> [EXERCISE BRIEF] Rewrite the lines of every entry below, changing "Trace the outline" to "Draw the outline" wherever it occurs and keeping everything else the same. Leave the pictures out of your answer.

> [INFORMATION GIVEN]
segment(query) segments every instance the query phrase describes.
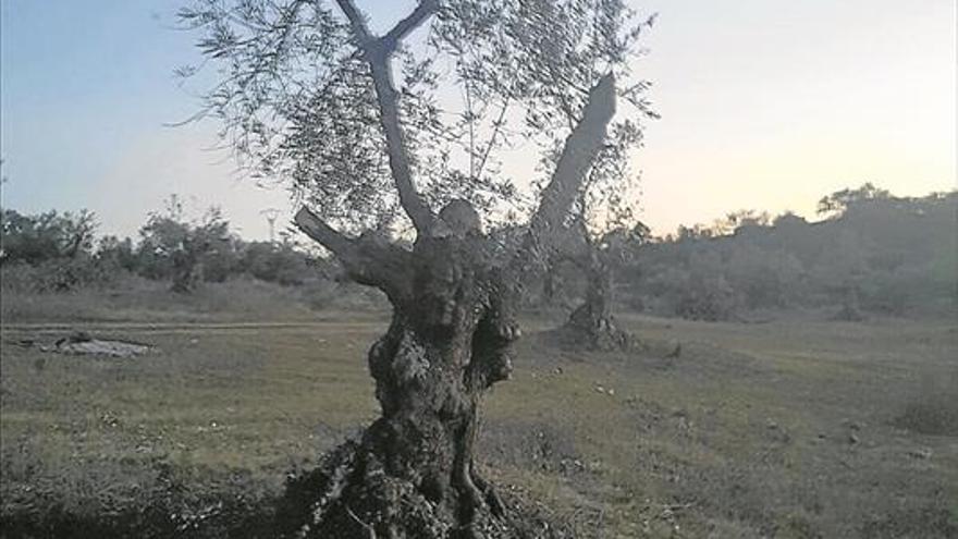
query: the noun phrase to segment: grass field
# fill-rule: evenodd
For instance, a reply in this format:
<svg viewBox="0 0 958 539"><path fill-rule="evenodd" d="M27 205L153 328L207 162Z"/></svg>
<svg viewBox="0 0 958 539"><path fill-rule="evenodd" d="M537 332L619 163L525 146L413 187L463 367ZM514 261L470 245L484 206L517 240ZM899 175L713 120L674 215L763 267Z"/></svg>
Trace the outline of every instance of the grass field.
<svg viewBox="0 0 958 539"><path fill-rule="evenodd" d="M377 416L365 355L384 314L256 313L4 320L4 520L175 492L186 535ZM622 321L643 350L562 351L542 338L554 321L527 321L514 380L486 407L481 454L502 488L580 537L958 536L954 321ZM158 351L14 344L73 329Z"/></svg>

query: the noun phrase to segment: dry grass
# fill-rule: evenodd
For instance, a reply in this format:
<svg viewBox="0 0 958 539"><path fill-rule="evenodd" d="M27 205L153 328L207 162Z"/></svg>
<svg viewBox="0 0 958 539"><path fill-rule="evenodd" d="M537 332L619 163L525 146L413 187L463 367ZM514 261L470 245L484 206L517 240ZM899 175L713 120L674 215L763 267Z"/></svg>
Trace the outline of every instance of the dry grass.
<svg viewBox="0 0 958 539"><path fill-rule="evenodd" d="M257 313L272 311L222 319ZM365 353L385 319L300 315L136 326L153 315L127 311L88 324L161 350L137 359L44 355L9 342L62 328L4 323L4 517L57 504L96 514L158 483L194 513L217 495L275 493L377 414ZM521 342L515 379L487 403L482 453L500 485L582 537L958 532L954 433L899 422L926 380L954 371L954 323L624 322L648 351ZM676 341L680 357L666 358Z"/></svg>

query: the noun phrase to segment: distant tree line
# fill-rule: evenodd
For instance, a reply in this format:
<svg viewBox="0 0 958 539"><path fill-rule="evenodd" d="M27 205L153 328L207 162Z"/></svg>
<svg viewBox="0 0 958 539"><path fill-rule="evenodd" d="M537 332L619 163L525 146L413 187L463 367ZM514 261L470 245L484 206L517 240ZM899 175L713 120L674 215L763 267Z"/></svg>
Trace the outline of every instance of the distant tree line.
<svg viewBox="0 0 958 539"><path fill-rule="evenodd" d="M598 283L605 284L603 305L699 320L797 308L830 308L843 319L955 313L958 193L896 197L864 184L823 197L819 213L822 220L809 222L788 212L773 218L742 210L664 237L651 236L641 223L611 230L584 252L593 264L558 261L526 283L526 305L581 310ZM304 253L288 235L243 241L214 208L187 219L176 197L149 215L137 241L98 238L88 211L25 216L3 209L0 219L3 279L12 268L28 269L28 285L38 291L109 285L124 273L188 292L236 275L298 285L318 270L334 272L332 261ZM611 277L589 271L597 260Z"/></svg>
<svg viewBox="0 0 958 539"><path fill-rule="evenodd" d="M739 211L635 245L616 268L632 308L702 320L834 307L905 315L958 303L958 193L896 197L864 184L819 203L819 222Z"/></svg>
<svg viewBox="0 0 958 539"><path fill-rule="evenodd" d="M0 265L4 279L27 274L25 285L62 292L85 285L109 285L132 273L169 281L175 292L201 282L222 282L247 274L283 285L302 284L324 260L296 248L288 235L279 242L246 242L217 208L187 219L175 196L162 211L148 216L138 241L96 237L96 216L48 211L25 216L0 210ZM23 283L22 283L23 284Z"/></svg>

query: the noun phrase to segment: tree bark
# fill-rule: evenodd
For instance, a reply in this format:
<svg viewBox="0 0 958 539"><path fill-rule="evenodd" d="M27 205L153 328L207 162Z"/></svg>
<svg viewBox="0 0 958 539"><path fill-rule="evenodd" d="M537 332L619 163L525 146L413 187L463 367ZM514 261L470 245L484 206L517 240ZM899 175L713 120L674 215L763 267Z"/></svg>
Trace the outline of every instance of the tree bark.
<svg viewBox="0 0 958 539"><path fill-rule="evenodd" d="M304 230L331 231L314 219L297 216ZM393 305L389 331L368 355L382 417L327 464L324 493L309 507L318 517L296 532L512 537L495 535L504 507L479 476L474 448L482 394L512 371L515 279L475 232L423 237L412 252L326 236L336 238L351 275L381 286Z"/></svg>
<svg viewBox="0 0 958 539"><path fill-rule="evenodd" d="M337 3L370 65L390 168L417 240L406 250L373 234L348 237L305 208L296 216L351 279L385 292L393 317L368 355L382 416L361 440L288 486L278 527L343 539L549 537L541 528L524 534L476 469L479 406L486 390L509 377L519 277L530 266L527 256L553 241L601 147L615 112L614 77L591 90L566 139L526 236L525 245L536 248L498 261L468 203L454 200L437 217L412 177L389 62L438 3L421 1L383 37L368 32L352 0Z"/></svg>

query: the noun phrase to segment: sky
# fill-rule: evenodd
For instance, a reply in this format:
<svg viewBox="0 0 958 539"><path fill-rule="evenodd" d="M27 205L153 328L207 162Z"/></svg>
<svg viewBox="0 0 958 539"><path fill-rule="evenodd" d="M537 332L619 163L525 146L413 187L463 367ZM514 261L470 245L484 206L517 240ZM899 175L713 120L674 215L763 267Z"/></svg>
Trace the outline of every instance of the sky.
<svg viewBox="0 0 958 539"><path fill-rule="evenodd" d="M358 0L373 29L412 1ZM292 205L216 149L213 122L173 71L195 35L170 0L0 0L4 208L88 208L135 235L172 193L220 206L247 238ZM661 120L635 155L639 218L655 233L738 209L813 219L822 196L873 182L896 195L956 188L954 0L648 0L636 72Z"/></svg>

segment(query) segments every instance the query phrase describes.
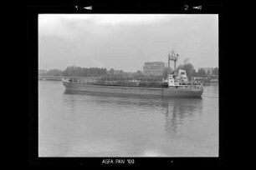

> [EXERCISE RESPONSE]
segment(query) segments every instance the query phrase describes.
query: the noun phrase to segment: grass field
# fill-rule: evenodd
For instance, a reply in this format:
<svg viewBox="0 0 958 539"><path fill-rule="evenodd" d="M27 205L153 328L207 162Z"/></svg>
<svg viewBox="0 0 958 539"><path fill-rule="evenodd" d="M537 332L619 163L525 146L413 187L463 367ZM514 261L470 245L484 206L517 240ZM899 175L713 120L674 215L763 267Z"/></svg>
Draw the outline of every instance of the grass field.
<svg viewBox="0 0 958 539"><path fill-rule="evenodd" d="M377 416L365 355L384 314L256 313L4 320L4 520L175 492L186 535ZM622 321L643 350L562 351L542 338L554 321L527 321L514 380L486 407L481 454L502 488L580 537L958 536L954 321ZM158 351L14 344L73 329Z"/></svg>

query: the noun phrase to segment: dry grass
# fill-rule: evenodd
For instance, a reply in this format:
<svg viewBox="0 0 958 539"><path fill-rule="evenodd" d="M27 205L153 328L207 162Z"/></svg>
<svg viewBox="0 0 958 539"><path fill-rule="evenodd" d="M537 332L619 163L525 146L413 187L463 367ZM514 261L470 245L484 206L517 240ZM899 175L713 120L674 215L763 267Z"/></svg>
Draw the outline of every instance of the dry grass.
<svg viewBox="0 0 958 539"><path fill-rule="evenodd" d="M257 313L272 311L222 319ZM365 353L385 319L300 315L136 326L153 315L127 311L88 324L161 350L137 359L44 355L9 342L62 328L4 323L4 517L57 504L96 514L158 483L194 513L217 495L275 493L377 414ZM521 342L515 379L487 403L482 453L500 485L582 537L958 532L954 433L899 422L926 380L954 371L954 323L624 322L648 351ZM676 341L680 357L666 358Z"/></svg>

query: the noun phrase to segment: distant tree line
# fill-rule: evenodd
For instance, a reply in this format:
<svg viewBox="0 0 958 539"><path fill-rule="evenodd" d="M27 205L153 328L207 162Z"/></svg>
<svg viewBox="0 0 958 539"><path fill-rule="evenodd" d="M537 332L619 163L525 146L413 187L463 367ZM514 261L470 245L484 206L517 240ZM899 175L713 120L674 215L763 267Z"/></svg>
Draw the outline of every instance of the distant tree line.
<svg viewBox="0 0 958 539"><path fill-rule="evenodd" d="M598 283L605 284L603 305L699 320L797 308L830 308L843 319L955 313L958 193L896 197L864 184L823 197L819 213L822 220L809 222L788 212L773 218L742 210L664 237L651 236L641 223L611 230L584 252L593 264L558 261L526 283L526 305L581 310ZM304 253L288 235L243 241L214 208L187 219L176 197L149 215L137 241L98 238L88 211L25 216L3 209L0 219L3 279L12 268L28 269L28 285L38 291L109 285L124 273L188 292L236 275L298 285L318 270L334 272L332 261ZM611 277L589 271L597 260Z"/></svg>
<svg viewBox="0 0 958 539"><path fill-rule="evenodd" d="M739 211L635 245L616 268L632 308L702 320L834 307L905 315L958 303L958 193L896 197L864 184L819 203L819 222Z"/></svg>
<svg viewBox="0 0 958 539"><path fill-rule="evenodd" d="M0 265L4 279L27 274L25 285L62 292L85 285L109 285L132 273L169 281L175 292L201 282L222 282L247 274L283 285L302 284L324 260L296 248L288 235L279 242L246 242L217 208L187 219L175 196L162 211L148 216L138 241L96 237L96 216L48 211L25 216L0 210ZM23 283L22 283L23 284Z"/></svg>

query: the noun phrase to segment: tree bark
# fill-rule: evenodd
For instance, a reply in this format:
<svg viewBox="0 0 958 539"><path fill-rule="evenodd" d="M27 205L153 328L207 162Z"/></svg>
<svg viewBox="0 0 958 539"><path fill-rule="evenodd" d="M537 332L619 163L525 146L413 187L463 367ZM514 261L470 245L484 206L517 240ZM899 175L713 120L674 215L763 267Z"/></svg>
Draw the outline of every instance of the tree bark.
<svg viewBox="0 0 958 539"><path fill-rule="evenodd" d="M304 230L331 231L314 219L297 216ZM393 305L389 331L368 355L382 417L327 464L324 493L309 507L318 517L296 532L512 537L495 535L504 507L479 476L474 448L482 394L512 371L515 279L475 232L423 237L412 252L326 236L336 238L351 275L381 286Z"/></svg>
<svg viewBox="0 0 958 539"><path fill-rule="evenodd" d="M337 3L370 65L390 168L417 240L406 250L373 234L348 237L305 208L296 216L351 279L385 292L393 317L368 355L382 416L361 440L288 486L278 527L343 539L549 537L541 528L524 534L476 469L479 406L486 390L509 377L519 277L530 266L527 256L553 241L601 147L615 112L614 77L591 90L566 139L526 236L525 245L536 248L498 261L468 203L454 200L437 217L412 177L389 62L438 3L421 1L383 37L368 32L352 0Z"/></svg>

query: the noun phrase to segment: sky
# fill-rule: evenodd
For instance, a reply in this format:
<svg viewBox="0 0 958 539"><path fill-rule="evenodd" d="M27 205L153 328L207 162Z"/></svg>
<svg viewBox="0 0 958 539"><path fill-rule="evenodd" d="M537 332L619 163L525 146L413 187L463 367ZM514 261L470 245L484 206L517 240ZM899 175L713 120L674 215L763 267Z"/></svg>
Draw the outline of every instance of the sky.
<svg viewBox="0 0 958 539"><path fill-rule="evenodd" d="M358 0L373 29L412 1ZM292 205L216 149L213 122L173 71L195 35L170 0L0 0L4 208L88 208L135 235L172 193L220 206L247 238ZM661 120L635 155L639 218L655 233L738 209L813 219L822 196L873 182L896 195L956 188L954 0L648 0L636 72Z"/></svg>

segment(query) segments every instance the query phrase describes.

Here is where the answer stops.